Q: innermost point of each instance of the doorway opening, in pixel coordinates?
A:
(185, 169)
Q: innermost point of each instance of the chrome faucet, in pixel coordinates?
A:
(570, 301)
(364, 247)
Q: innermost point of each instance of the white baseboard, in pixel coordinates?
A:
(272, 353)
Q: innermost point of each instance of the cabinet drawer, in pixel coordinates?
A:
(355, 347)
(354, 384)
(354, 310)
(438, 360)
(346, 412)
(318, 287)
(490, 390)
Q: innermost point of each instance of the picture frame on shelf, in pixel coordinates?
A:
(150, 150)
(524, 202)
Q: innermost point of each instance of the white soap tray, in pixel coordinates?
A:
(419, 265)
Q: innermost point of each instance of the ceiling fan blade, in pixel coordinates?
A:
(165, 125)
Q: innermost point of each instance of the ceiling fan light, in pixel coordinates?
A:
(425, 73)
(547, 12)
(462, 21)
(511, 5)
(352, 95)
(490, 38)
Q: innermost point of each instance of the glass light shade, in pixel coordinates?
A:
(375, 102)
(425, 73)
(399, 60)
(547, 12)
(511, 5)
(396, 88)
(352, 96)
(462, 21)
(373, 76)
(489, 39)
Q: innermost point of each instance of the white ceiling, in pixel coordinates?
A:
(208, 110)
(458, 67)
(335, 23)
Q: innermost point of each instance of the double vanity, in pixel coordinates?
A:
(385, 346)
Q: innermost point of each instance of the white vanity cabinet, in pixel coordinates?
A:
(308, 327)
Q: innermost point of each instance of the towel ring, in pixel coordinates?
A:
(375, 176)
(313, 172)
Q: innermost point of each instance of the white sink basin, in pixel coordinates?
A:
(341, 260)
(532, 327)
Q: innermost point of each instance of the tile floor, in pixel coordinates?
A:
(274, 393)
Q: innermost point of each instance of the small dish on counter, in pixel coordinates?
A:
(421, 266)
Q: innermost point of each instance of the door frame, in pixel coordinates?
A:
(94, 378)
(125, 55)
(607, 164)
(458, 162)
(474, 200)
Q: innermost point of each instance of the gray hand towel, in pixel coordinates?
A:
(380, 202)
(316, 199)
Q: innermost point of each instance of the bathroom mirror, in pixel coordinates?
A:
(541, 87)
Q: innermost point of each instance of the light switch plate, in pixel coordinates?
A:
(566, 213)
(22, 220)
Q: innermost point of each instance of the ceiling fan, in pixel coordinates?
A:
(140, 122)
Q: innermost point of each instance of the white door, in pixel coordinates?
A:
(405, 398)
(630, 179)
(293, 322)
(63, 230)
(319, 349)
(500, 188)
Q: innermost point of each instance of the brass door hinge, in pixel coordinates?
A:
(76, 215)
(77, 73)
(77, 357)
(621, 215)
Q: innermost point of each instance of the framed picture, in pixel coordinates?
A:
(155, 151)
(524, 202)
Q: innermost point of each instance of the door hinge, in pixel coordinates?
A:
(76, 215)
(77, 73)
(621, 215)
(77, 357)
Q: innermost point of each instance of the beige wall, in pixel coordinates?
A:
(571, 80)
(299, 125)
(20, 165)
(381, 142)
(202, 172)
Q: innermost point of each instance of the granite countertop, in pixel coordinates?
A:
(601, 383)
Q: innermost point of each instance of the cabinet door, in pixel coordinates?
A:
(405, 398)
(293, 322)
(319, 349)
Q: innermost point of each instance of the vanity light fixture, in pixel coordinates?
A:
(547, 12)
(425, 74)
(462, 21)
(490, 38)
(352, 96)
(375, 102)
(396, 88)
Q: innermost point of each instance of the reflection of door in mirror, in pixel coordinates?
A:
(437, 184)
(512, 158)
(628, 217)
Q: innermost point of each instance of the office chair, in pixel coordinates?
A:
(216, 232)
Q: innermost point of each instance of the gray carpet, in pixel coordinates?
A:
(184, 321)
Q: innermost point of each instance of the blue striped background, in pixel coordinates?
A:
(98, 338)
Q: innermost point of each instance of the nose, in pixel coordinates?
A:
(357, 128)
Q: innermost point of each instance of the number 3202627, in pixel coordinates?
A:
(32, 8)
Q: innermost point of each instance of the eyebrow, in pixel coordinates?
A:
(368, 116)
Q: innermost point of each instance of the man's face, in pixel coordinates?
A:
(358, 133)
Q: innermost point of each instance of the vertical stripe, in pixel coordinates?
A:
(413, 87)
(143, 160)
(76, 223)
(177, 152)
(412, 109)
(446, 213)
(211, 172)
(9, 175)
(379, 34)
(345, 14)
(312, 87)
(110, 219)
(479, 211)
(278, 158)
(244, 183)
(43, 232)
========
#### EXERCISE DETAILS
Review the material and copy each line in which the word "cabinet" appears.

#### YOUR RESPONSE
Q: innermost point of each instance of the cabinet drawer, in pixel coordinates?
Q: innermost point of each instance of the white vanity cabinet, in pixel coordinates?
Q: innermost point of each instance of the cabinet door, in pixel coordinates?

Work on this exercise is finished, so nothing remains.